__Work task A__: List the smart home devices that the article on remote workers' cybersecurity risks names as being connected to work equipment.
__Work task B__: From the article on remote workers' cybersecurity risks, copy word for word the stretch from "Yet when it" through "about cybersecurity risk.".

__Text shown__:
....
Remote workers admit to playing a significant part in increasing their company’s cybersecurity risks

The COVID-19 generation of remote workers are admitting to playing a significant part in increasing the cybersecurity risks facing their companies. An Opinium research shows 54% are regularly using their work device for personal purposes, including sharing work equipment with family members.

remote workers cybersecurity risks

The survey questioned 3,000 workers in the UK and Germany who are now operating remotely because of new policies brought in to combat the global Coronavirus pandemic. 35% of those questioned admitted to using work equipment to connect to smart home devices such as voice assistants (14%) smart speakers (14%), fitness monitors (13%), smart lighting (12%) and smart kitchen appliances (12%).

Why is this important?

The data clearly shows workers understand the problem. 66% said they are more aware of cyber security threats since shifting to home working. Nearly half believe they personally (49% in the UK; 38% in Germany) and their companies (52% in the UK; 42% in Germany) are at increased risk of cyberattacks.

55% have been the target of a cybersecurity threat while working remotely over the past year, and 29% of those surveyed said their company isn’t doing enough to protect them from cybersecurity threats.

Yet when it comes to taking responsibility, 66% of remote workers say that practicing good cybersecurity at work is challenging; citing a lack of adequate training or technical support (22%), lack of prioritisation by senior management (18%) and it taking too much time/being too much hassle (16%). 20% employees say there is no way they could be encouraged to care about cybersecurity risk.

What else does the data tell us?

The results of the 2021 research correspond with a July 2020 AT&T survey of 800 EMEA cybersecurity experts, which found that 70% of large businesses with more than 5,000 employees believed widespread remote working was making their companies more vulnerable to cyberattacks.

That survey identified employees (31%) as the biggest risk to implementing good cybersecurity practices. At that time, experts believed that one in three (35%) employees were using devices for both work and personal uses but the new research suggests that number is much higher.

While many businesses did introduce new cybersecurity measures to mitigate risks since the onset of COVID-19, employees indicated that many employers have not taken basic steps to improve cybersecurity.

32% say their company hasn’t implemented additional login protocols to protect from web-based threats and 50% have not required any additional cybersecurity training since shifting to remote working.

Why remote workers create cybersecurity risks

John V. Slamecka, region president EMEA & LATAM, AT&T Business said: “The lines between our professional and personal lives are blurring and that includes our online behaviours. It’s clear that businesses can only protect their networks by mitigating for those behaviours. Cybercriminals are launching cyberattacks at the most vulnerable point – the remote worker.

“Businesses who initially compromised on cybersecurity to speed up the transition to homeworking are taking a tremendous risk. They must address cyber risks now to provide for business continuity and help protect their workforce and business for the future.
....
__Extracted records__:
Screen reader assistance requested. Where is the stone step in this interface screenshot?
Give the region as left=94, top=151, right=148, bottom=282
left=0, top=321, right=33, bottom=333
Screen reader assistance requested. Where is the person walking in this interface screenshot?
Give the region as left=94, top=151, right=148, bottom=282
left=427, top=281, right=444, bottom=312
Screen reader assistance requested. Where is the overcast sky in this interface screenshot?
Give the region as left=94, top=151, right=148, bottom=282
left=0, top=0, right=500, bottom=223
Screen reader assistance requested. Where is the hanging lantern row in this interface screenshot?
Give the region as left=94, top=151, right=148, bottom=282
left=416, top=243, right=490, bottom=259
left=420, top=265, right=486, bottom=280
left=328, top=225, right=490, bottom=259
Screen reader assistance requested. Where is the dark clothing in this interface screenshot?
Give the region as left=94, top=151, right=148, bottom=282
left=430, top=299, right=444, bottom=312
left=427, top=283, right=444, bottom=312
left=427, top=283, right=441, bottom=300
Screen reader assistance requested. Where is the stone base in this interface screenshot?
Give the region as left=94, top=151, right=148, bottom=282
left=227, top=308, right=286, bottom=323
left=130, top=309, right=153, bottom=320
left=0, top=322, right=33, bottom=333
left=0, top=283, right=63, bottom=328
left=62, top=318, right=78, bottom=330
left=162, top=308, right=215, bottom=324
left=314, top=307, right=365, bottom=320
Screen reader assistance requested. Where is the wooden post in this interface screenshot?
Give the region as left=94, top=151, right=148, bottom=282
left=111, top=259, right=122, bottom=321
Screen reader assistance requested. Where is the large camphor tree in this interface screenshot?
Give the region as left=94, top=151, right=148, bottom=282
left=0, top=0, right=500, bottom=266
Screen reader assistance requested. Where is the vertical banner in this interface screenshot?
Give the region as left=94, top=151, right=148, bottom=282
....
__Answer area A__:
- Voice assistants
- Smart speakers
- Fitness monitors
- Smart lighting
- Smart kitchen appliances

__Answer area B__:
Yet when it comes to taking responsibility, 66% of remote workers say that practicing good cybersecurity at work is challenging; citing a lack of adequate training or technical support (22%), lack of prioritisation by senior management (18%) and it taking too much time/being too much hassle (16%). 20% employees say there is no way they could be encouraged to care about cybersecurity risk.